-- START OF DATA SHOWN --
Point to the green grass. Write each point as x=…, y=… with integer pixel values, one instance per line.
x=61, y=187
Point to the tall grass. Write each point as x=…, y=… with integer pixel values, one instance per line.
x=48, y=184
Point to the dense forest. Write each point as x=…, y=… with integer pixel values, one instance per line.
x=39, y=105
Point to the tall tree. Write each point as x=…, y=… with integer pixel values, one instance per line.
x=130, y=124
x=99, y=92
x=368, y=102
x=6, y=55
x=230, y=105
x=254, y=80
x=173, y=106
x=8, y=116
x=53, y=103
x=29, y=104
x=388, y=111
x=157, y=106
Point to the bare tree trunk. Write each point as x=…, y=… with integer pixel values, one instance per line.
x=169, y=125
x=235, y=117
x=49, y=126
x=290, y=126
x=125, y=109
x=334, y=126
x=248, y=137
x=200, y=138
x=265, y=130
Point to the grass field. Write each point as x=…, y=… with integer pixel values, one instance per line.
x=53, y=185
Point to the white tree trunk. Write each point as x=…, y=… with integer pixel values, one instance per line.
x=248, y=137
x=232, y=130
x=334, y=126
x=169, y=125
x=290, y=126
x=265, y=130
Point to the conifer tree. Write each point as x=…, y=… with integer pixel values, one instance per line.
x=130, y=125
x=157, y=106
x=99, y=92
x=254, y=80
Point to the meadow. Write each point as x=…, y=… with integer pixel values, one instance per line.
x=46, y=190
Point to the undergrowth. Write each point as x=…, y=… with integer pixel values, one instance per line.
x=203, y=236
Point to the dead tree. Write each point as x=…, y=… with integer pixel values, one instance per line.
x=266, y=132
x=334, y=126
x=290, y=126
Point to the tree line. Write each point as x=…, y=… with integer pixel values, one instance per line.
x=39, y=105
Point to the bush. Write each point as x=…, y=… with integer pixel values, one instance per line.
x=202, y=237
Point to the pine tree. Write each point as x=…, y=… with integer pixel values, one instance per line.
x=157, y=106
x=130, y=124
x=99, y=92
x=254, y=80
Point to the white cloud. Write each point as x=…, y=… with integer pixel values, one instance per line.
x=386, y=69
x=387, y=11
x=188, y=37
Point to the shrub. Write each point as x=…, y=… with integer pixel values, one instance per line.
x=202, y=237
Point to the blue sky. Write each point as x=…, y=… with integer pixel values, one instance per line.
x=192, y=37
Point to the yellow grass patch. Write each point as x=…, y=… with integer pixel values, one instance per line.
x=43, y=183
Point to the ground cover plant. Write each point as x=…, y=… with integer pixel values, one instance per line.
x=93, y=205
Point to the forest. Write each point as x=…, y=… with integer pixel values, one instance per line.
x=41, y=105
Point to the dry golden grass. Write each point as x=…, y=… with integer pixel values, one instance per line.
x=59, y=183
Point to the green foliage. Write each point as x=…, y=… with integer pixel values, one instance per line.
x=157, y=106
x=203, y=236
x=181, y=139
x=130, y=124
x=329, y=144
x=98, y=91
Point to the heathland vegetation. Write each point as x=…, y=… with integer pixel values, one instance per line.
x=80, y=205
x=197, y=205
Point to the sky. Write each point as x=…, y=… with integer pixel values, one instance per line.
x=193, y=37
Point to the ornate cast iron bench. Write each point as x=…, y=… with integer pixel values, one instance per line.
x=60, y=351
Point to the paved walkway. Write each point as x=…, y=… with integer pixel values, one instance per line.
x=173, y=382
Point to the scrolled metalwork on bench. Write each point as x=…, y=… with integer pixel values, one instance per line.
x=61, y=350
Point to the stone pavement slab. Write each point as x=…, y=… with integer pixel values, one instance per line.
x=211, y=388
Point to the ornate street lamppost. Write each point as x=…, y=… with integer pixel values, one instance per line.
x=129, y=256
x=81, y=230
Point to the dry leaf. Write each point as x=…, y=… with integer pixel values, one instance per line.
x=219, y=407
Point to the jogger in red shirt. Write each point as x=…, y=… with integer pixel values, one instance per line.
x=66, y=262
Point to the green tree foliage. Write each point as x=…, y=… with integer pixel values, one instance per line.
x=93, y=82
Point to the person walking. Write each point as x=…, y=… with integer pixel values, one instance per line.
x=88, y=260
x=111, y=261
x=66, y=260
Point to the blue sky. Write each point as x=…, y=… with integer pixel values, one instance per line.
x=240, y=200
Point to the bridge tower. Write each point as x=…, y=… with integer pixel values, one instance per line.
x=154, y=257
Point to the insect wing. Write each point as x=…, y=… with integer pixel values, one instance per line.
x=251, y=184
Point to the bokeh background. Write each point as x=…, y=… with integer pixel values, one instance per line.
-- END OF DATA SHOWN --
**SHORT PROBLEM**
Rewrite the records from the line containing "Point to the green tree" through the end of the records, substituting "clear sky" for "blue sky" and leaving everything else the same.

**ANSWER FOR THE TASK**
Point to the green tree foliage. Write each point as x=…, y=… with integer pixel values, one instance per line.
x=93, y=82
Point to the person walking. Write each point as x=…, y=… with integer pixel values, one instance per line.
x=88, y=260
x=111, y=261
x=66, y=260
Point to the clear sky. Write each point as x=…, y=… with integer pixel values, one instance per line.
x=240, y=200
Point to the bridge tower. Write each point as x=…, y=… with integer pixel values, one instance per line.
x=154, y=257
Point to the insect wing. Write each point as x=…, y=… with integer pixel values, one instance per line.
x=251, y=184
Point to the bokeh background. Write each point as x=…, y=… with integer pixel values, one instance per line.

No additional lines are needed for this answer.